* [GIVEN DATA]:
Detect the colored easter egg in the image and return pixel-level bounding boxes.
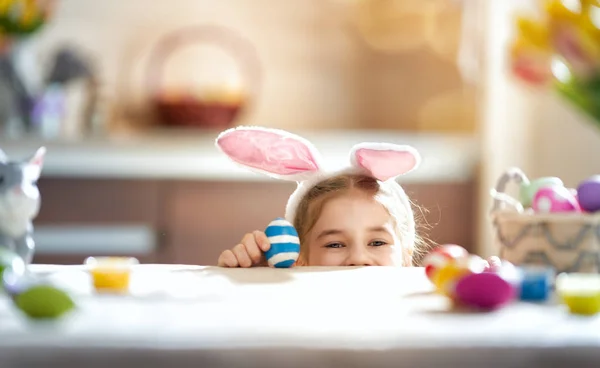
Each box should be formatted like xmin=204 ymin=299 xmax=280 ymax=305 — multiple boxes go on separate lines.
xmin=422 ymin=244 xmax=469 ymax=281
xmin=454 ymin=260 xmax=521 ymax=310
xmin=455 ymin=272 xmax=516 ymax=310
xmin=532 ymin=186 xmax=581 ymax=213
xmin=519 ymin=177 xmax=563 ymax=208
xmin=577 ymin=176 xmax=600 ymax=212
xmin=556 ymin=272 xmax=600 ymax=316
xmin=517 ymin=265 xmax=554 ymax=302
xmin=264 ymin=218 xmax=300 ymax=268
xmin=432 ymin=254 xmax=486 ymax=298
xmin=14 ymin=285 xmax=75 ymax=319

* [WORK REQUEST]:
Pictures in the records are to be left out; repeat everything else exactly.

* [OUTPUT]:
Detect the colored easter egg in the image and return pixel-level bounding boxes.
Each box should be formatted like xmin=204 ymin=299 xmax=280 ymax=305 — multiple boxes go on separate lines.
xmin=422 ymin=244 xmax=469 ymax=281
xmin=454 ymin=260 xmax=521 ymax=310
xmin=455 ymin=272 xmax=516 ymax=310
xmin=532 ymin=186 xmax=581 ymax=213
xmin=519 ymin=177 xmax=563 ymax=208
xmin=577 ymin=176 xmax=600 ymax=212
xmin=556 ymin=272 xmax=600 ymax=316
xmin=517 ymin=265 xmax=554 ymax=302
xmin=264 ymin=218 xmax=300 ymax=268
xmin=432 ymin=254 xmax=486 ymax=298
xmin=14 ymin=285 xmax=75 ymax=319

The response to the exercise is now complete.